TASK DIRECTIONS: When you reach the line in the data below that contains "target | highlight on egg", please start repeating lines exactly, and stop after the line that contains "target | eggshell", repeating nothing else.

Stored dataset items:
○ ○ ○
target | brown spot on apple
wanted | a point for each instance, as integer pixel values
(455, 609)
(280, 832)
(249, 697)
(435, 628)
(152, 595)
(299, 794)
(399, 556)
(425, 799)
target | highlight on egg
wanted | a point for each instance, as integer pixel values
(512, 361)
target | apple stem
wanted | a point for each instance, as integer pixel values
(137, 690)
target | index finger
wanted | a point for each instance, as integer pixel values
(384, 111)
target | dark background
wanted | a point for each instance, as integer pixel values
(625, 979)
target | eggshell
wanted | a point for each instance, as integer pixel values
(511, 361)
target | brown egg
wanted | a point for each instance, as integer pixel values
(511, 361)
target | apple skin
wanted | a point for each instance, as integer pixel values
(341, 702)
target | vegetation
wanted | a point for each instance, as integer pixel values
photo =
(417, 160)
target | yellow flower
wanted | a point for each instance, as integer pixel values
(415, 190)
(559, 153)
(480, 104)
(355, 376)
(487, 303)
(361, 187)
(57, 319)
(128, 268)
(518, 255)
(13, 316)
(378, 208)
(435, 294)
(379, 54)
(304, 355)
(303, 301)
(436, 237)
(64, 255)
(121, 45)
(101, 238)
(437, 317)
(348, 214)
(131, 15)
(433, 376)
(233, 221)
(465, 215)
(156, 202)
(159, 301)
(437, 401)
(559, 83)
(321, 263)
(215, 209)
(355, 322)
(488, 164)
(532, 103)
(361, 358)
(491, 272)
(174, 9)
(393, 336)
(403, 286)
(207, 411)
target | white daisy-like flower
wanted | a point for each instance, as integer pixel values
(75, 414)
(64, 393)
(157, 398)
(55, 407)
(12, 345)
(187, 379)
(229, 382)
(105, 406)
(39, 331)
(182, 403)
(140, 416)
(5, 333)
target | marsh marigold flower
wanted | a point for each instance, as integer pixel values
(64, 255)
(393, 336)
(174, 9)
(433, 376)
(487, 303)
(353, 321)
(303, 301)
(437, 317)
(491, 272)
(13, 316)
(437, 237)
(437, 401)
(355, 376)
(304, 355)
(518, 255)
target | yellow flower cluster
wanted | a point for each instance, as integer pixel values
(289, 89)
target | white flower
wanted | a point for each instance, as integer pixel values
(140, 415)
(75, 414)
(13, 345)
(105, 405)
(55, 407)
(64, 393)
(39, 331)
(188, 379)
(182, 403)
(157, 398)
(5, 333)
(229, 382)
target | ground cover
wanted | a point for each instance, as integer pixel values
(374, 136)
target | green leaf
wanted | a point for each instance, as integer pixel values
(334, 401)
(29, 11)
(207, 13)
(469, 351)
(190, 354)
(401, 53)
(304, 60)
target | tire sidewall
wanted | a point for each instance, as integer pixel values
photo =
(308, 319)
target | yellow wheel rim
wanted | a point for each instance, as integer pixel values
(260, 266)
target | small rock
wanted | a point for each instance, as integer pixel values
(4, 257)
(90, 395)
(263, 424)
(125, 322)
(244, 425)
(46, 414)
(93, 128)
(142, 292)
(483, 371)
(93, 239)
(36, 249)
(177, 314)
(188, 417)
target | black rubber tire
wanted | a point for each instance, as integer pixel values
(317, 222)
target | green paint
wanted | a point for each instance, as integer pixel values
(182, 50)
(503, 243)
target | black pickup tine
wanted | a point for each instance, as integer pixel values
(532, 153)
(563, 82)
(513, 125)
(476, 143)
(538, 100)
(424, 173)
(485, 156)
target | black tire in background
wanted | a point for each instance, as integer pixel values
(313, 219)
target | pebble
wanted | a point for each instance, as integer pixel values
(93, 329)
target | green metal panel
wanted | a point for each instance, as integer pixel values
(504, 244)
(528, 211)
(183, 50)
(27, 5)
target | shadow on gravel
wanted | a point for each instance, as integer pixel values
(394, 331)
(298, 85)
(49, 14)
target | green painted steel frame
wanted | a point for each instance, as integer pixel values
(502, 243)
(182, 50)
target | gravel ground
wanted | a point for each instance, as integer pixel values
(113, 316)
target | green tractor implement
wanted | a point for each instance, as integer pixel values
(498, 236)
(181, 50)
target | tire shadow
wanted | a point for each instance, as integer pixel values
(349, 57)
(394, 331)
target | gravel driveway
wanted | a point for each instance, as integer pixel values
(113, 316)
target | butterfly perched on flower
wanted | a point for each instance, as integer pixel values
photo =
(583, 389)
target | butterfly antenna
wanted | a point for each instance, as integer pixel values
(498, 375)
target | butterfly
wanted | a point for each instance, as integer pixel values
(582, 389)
○ ○ ○
OUTPUT OF THE TASK:
target | highlight on egg
wanted | a point for each instance, as integer pixel values
(512, 361)
target | apple stem
wanted | a point for each instance, as integer pixel values
(137, 690)
target | index finger
wanted | a point for each instance, as integer pixel values
(384, 111)
target | dark background
wanted | a point for each instance, as integer pixel values
(625, 979)
target | eggshell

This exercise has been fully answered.